Exercise tasks
A) Answer these questions from the discussion about couples' sleeping arrangements:
(i) What did the sleepwalking husband try to do battle with?
(ii) How is the bed put together by the commenter who wants her own mattress?
(iii) What makes one commenter leave the bed and sleep on the couch?
B) Extend the discussion about couples' sleeping arrangements from where it stops.

Text provided
# # # #
HAHAHAhahaha. Edward Scissor toes had me. Oh, that fits my dh so perfectly. Oh and in addition to the endearing snoring habit, he has the habit of sleepwalking and/or sleep talking. Last week he sat up and started muttering angrily and then started trying to do battle with our ceiling fan. I had to talk him down. At 2am. After I had just been up with our 5 month old. I should sleep in his room instead.

We share a room but our bed is two singles tiewrapped together. I want my own matress and my own duvetcover! I cant imagine sharing one.. That would be the begining of the end of out marriage

When my husband and I first started living together we slept with two seperate comforters.

Now we share, but when it gets cold again I'm pulling another one out of the linen closet.

Let's see, I am 32, so I think my parents haven't slept in the same bed in over 30 years. And they are still married. My father snores like a freight train, and forever my mom slept on a sofa bed. Now they have a big house and separate bedrooms. My mom loves her girlie room. She hates them sharing a room while on vacay.
There are many times I wish I had my own room and could visit for sexcapades:)

How timely--I just read this New York Times article about the very same topic. See http://www.nytimes.com/2006/09/19/health/19slee.html?ex=1159156800&en=ac574904f48864a2&ei=5087%0A

ha haaaaa!!!
i just LOVE my biiiig emptyyyy double bed that i have aaaaaalllll to my self!
except for an occasional cat of course...

we have one king-sized and one queen-sized comforter on our bed. she gets the king, i get the queen. and we both have lots of pillows. and the world's most expensive mattress. that doesn't move on my side when she tosses and turns on her side.

the only down side is that it doesn't bounce a lot when we fuck.

But the problem with having separate beds is that when husband snores, you actually have to get out your own bed to kick him. Solution is to have a cal-king (bigger than a king) and separate covers.

WOW. Had no idea this was such a common issue! Have been sharing a bed with the husband for almost 10 years now. The one and only reason I have ever had to leave the bed and sleep on the couch is when DH has a large bowl of chili before coming to bed. Just can't breathe.

Haha! It is exactly this reason why I like that my husband works shift. About half of the month I can be guaranteed my own cosy bed. Although I will say that up here in the cold, cold North, I do enjoy sharing a bed in the dead of winter, my husband being somewhat of a space heater.

We have one fitted sheet, 1 flat sheet, 2 standard blankets that overlap in the middle (1 each), and an extra quilt. So we get two quilts and 2 blankets.

Do y'all do a thick duvet cover only there? That's becoming more popular here, but I think most of us in the States have a thinner coverlet/bedspread/comforter and then another blanket underneath.
# # # #
Data listing
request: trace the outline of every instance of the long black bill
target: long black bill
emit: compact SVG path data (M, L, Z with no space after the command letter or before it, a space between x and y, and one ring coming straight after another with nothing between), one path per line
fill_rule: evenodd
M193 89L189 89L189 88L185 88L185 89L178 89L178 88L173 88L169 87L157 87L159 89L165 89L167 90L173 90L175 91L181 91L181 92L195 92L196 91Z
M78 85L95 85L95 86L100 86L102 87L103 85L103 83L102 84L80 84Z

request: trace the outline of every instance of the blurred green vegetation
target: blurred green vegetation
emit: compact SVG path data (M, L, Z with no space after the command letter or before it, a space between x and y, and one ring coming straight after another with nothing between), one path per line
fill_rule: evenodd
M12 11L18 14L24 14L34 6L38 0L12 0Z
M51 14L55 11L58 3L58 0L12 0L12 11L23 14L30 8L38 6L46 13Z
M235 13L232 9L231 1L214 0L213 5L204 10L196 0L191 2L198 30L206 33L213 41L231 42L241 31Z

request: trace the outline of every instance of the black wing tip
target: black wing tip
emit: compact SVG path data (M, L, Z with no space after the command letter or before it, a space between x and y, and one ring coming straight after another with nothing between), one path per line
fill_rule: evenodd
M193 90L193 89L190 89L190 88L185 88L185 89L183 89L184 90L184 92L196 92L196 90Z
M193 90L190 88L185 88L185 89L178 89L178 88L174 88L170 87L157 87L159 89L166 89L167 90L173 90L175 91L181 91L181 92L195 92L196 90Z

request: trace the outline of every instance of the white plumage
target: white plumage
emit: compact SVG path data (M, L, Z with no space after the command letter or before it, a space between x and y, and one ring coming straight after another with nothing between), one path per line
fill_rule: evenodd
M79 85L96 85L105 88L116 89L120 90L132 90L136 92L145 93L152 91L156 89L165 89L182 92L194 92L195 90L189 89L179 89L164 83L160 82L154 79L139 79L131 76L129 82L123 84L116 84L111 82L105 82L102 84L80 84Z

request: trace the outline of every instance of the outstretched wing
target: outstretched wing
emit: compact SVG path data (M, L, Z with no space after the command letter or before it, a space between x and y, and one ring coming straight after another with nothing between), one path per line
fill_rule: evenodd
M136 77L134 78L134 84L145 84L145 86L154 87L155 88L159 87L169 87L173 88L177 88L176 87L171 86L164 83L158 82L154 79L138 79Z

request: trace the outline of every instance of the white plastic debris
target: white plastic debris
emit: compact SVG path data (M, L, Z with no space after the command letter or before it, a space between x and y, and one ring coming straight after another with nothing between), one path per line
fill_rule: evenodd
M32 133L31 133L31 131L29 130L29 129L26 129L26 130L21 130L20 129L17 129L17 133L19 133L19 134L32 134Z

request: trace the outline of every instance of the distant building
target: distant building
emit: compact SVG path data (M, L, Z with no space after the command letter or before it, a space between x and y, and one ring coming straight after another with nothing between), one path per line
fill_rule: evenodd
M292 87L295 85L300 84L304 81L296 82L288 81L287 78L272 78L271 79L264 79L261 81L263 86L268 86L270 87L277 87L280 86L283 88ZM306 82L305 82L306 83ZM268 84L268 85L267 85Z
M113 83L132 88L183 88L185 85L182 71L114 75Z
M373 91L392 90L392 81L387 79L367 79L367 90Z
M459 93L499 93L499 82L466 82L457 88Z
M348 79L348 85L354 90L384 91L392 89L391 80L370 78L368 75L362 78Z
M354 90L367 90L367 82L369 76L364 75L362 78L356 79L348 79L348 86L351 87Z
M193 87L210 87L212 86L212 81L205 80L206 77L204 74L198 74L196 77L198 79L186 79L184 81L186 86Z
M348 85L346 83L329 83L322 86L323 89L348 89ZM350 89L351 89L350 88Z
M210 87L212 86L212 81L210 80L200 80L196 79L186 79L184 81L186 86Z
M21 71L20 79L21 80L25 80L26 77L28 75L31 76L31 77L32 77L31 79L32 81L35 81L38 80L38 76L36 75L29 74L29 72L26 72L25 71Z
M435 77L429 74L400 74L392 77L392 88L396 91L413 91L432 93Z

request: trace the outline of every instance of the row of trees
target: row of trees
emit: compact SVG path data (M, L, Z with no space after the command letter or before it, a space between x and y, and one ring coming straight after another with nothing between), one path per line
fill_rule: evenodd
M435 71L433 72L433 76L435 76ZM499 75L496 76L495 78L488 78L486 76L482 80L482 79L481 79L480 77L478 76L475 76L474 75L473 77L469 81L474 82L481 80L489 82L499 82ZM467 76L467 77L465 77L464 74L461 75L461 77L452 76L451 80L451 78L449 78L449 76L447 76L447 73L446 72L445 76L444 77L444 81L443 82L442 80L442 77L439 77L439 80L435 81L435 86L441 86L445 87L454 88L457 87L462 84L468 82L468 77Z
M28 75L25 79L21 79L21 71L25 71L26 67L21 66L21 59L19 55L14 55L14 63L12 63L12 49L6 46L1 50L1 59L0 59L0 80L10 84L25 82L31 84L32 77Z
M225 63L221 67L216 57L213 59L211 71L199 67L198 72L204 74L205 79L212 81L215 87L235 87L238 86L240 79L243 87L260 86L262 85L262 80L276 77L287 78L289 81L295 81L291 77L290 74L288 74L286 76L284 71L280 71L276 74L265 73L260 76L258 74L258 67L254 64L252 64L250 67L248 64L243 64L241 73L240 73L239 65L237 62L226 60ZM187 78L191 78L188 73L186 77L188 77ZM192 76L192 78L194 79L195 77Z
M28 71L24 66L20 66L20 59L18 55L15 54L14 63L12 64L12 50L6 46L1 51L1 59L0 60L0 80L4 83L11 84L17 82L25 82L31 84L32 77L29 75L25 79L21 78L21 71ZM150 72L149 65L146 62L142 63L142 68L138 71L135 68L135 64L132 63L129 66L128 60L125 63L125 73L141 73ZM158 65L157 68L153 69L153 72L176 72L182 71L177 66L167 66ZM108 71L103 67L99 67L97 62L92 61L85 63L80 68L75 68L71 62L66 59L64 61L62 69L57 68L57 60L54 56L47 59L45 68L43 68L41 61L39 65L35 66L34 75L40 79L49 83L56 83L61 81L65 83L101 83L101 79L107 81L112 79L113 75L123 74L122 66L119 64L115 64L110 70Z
# # # #
Response list
A)
(i) The ceiling fan.
(ii) It is two singles tiewrapped together.
(iii) Her husband eating a large bowl of chili before coming to bed.

B)
Get a giant bed, and you that should fix you right up. Also, Hearos is a brand of earplugs that is fantastic. When DH is particularly loud with snoring, the Hearos come through great!!

Good luck.

I've been on the couch for 5 years. I just can't sleep in a bed, whether there's someone in it or not. People are shocked, but I don't care. I need my sleep. And I do still love my husband.

But, if you don't quite wanna go the separate beds or rooms yet, then yeah, the two duvet idea is good. Back in the day, when I did sleep in the bed, this helped. You can wrap your feet in your own duvet and you won't have to worry about razor toes.

I love sleeping with my husband. When we're on vacation and have a king size bed, we always end up together on one side or another. He was going away on travel a lot for work before the twins were born, and I always had a horrible time sleeping while he was away. It's the cats that make sleeping tough for us. Who would think that a little 11lb cat could steal covers, sleep perpendicular to us and take up all the room, and wake us up with her drooling, snoring, and farting? And then there's the other one that wants to sleep on my husband's face. We could get a larger bed to share with the cats I suppose...we'de have room to both wiggle away from the wet spot then. ;)

My MIL & FIL have different beds now. Not becuase she steals the doona, or because he has scissor toes and not because they don't love each other any more (they have been married for over 50 years now and are still going strong.)

They sleep in different beds... because they have diffrent orthopedic matresses!

Sing it, sister! I've finally gotten over the idea that not sleeping with my husband means something's wrong with our marriage. I'm telling you, there'd be a lot more wrong if I were sleeping as poorly as I do when we have to share a bed!

Oh, you're all wrong and I'm right. My husband and I started sleeping together in a twin bed, and we slept great, both of us. Then we graduated to a double bed and then to a queen, and 18 years later, we still sleep quite nicely in the same bed. My parents had separate beds/rooms, his parents have separate beds/rooms, my grandparents had 'em, my sister- and brother-in-law have separate rooms—and they all had their reasons. But we love-love-love sharing a bed. Even with the occasional beef-stew fart, even when I snore, even when I wake him up shouting about imaginary spiders, even when somebody's feet are cold—we sleep so well. And who wants their own set of covers? Then you can't snuggle up to another body and steal their warmth.

Now, when the six-year-old climbs in, he completely destroys our sleep quality. He gets his own room, but we'll share, thank you very much.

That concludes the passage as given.